Lemuel is a good friend of Gene the Brain Tick. Unlike Gene, Lemuel is an agent of chaos. He's not happy just feeding on my insecurities and blowing them up. Lemuel is the cause. Let's put it this way: if Gene is the grease fire on my brain, Lemuel is the gleeful ingenue with an oily rag collection and an affinity for lighting sparklers and throwing them with reckless abandon.
Those that have known me for awhile, or even just met me once, or possibly even glanced at this blog in passing, might get the impression that I am a laid back, type B surfer type. I put up a fairly good front, but in fact, I am wound fairly tight, I suffer from what is innocuously called "Generalized Anxiety Disorder". This is akin to calling a chainsaw wound a "Randomized Flesh Realignment". Paired with an ever present degree of depression I've dealt with for years, and a skewed sense of self worth, I've made myself the belle of the ball.
☆ ☆ ☆ ☆ ☆ ☆ ☆
ASSIGNMENT: In the blog post about Lemuel and Gene the Brain Tick, what condition does the writer say they suffer from? You can ignore the records.
☆ ☆ ☆ ☆ ☆ ☆ ☆
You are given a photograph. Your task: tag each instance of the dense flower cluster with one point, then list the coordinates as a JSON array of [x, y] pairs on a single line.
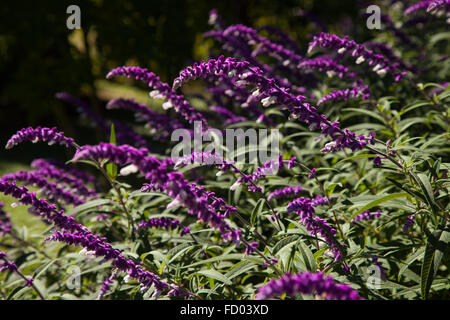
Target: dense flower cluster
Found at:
[[159, 124], [285, 192], [191, 196], [167, 223], [330, 66], [6, 265], [51, 189], [307, 283], [428, 5], [346, 94], [316, 226], [367, 215], [160, 90], [268, 93], [380, 64], [50, 135]]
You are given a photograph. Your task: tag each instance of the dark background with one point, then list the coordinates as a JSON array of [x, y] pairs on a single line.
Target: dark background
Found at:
[[39, 56]]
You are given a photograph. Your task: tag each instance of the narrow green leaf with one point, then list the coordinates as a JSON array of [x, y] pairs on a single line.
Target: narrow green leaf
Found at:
[[111, 168], [257, 211], [215, 275], [374, 203]]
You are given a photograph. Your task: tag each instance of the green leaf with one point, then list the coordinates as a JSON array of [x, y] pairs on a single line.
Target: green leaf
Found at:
[[425, 185], [111, 168], [308, 257], [215, 275], [426, 272], [416, 255], [257, 211], [374, 203]]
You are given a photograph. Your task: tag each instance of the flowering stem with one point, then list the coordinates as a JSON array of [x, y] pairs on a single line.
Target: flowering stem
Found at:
[[105, 174], [264, 197], [326, 197]]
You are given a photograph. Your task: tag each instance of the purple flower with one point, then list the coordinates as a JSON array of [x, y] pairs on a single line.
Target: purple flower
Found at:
[[316, 226], [380, 64], [319, 201], [41, 206], [429, 5], [367, 215], [377, 161], [161, 91], [50, 189], [124, 133], [230, 116], [268, 92], [285, 192], [167, 223], [307, 283], [270, 167], [159, 124], [327, 65], [29, 282], [251, 248], [100, 248], [51, 136], [5, 222], [6, 265], [346, 94], [106, 284], [196, 199]]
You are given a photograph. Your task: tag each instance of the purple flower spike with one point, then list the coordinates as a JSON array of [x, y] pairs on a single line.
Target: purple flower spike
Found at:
[[379, 64], [367, 215], [159, 124], [6, 265], [160, 90], [307, 283], [52, 190], [428, 5], [50, 135], [329, 66], [346, 94], [285, 192]]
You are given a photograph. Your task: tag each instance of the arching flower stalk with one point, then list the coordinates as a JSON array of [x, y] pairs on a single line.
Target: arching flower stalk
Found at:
[[160, 90], [307, 283], [380, 64]]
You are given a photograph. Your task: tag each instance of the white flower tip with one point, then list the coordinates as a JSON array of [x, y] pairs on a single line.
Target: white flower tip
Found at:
[[125, 171], [174, 203]]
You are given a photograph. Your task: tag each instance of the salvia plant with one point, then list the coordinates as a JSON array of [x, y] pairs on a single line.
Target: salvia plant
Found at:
[[355, 205]]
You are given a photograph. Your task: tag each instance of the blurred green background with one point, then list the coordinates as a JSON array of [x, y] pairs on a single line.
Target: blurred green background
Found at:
[[40, 56]]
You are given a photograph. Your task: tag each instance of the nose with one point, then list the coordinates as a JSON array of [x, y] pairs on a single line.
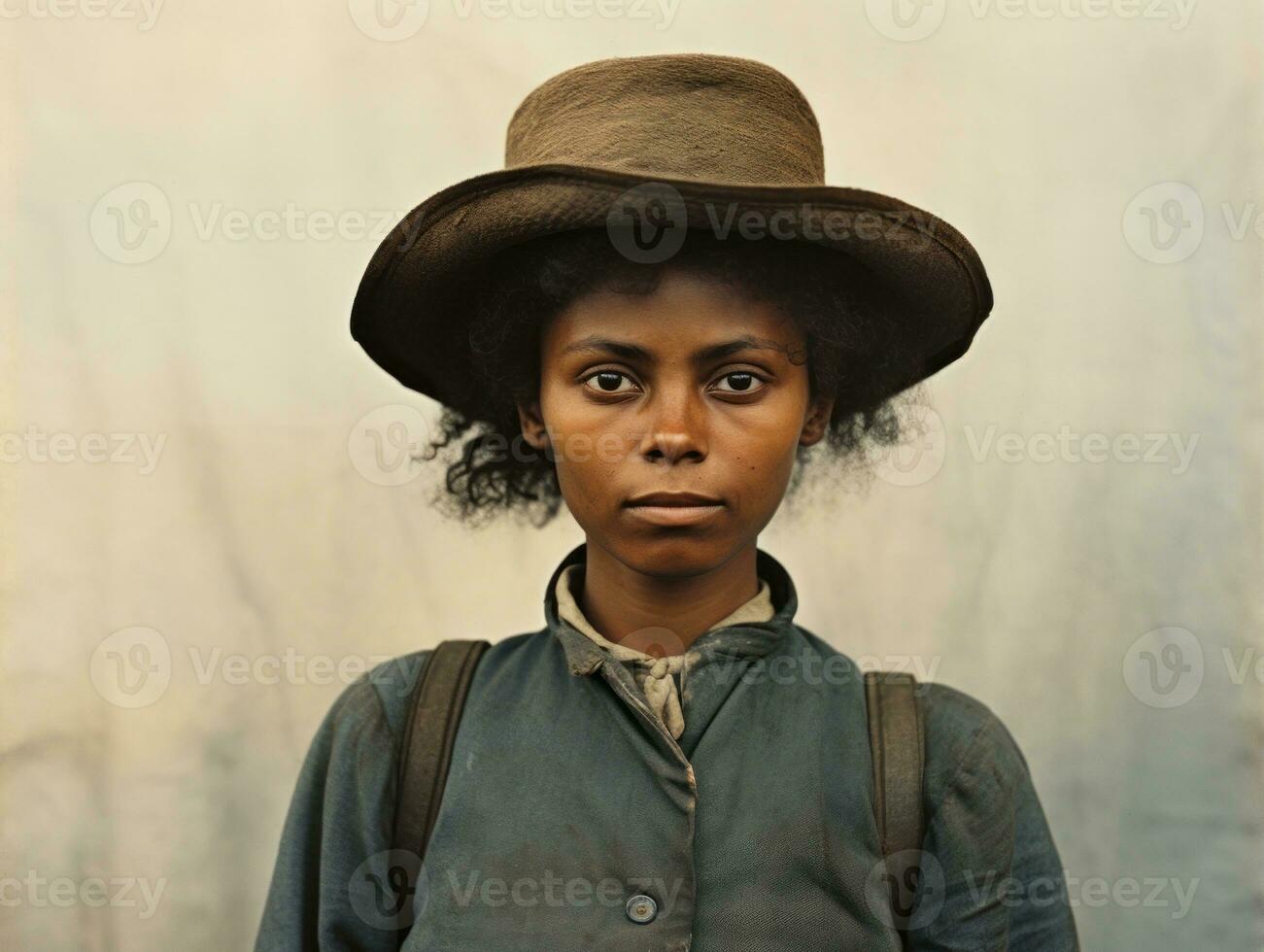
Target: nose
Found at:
☆ ☆ ☆ ☆ ☆ ☆ ☆
EXERCISE SOLUTION: Generalized Anxiety Disorder.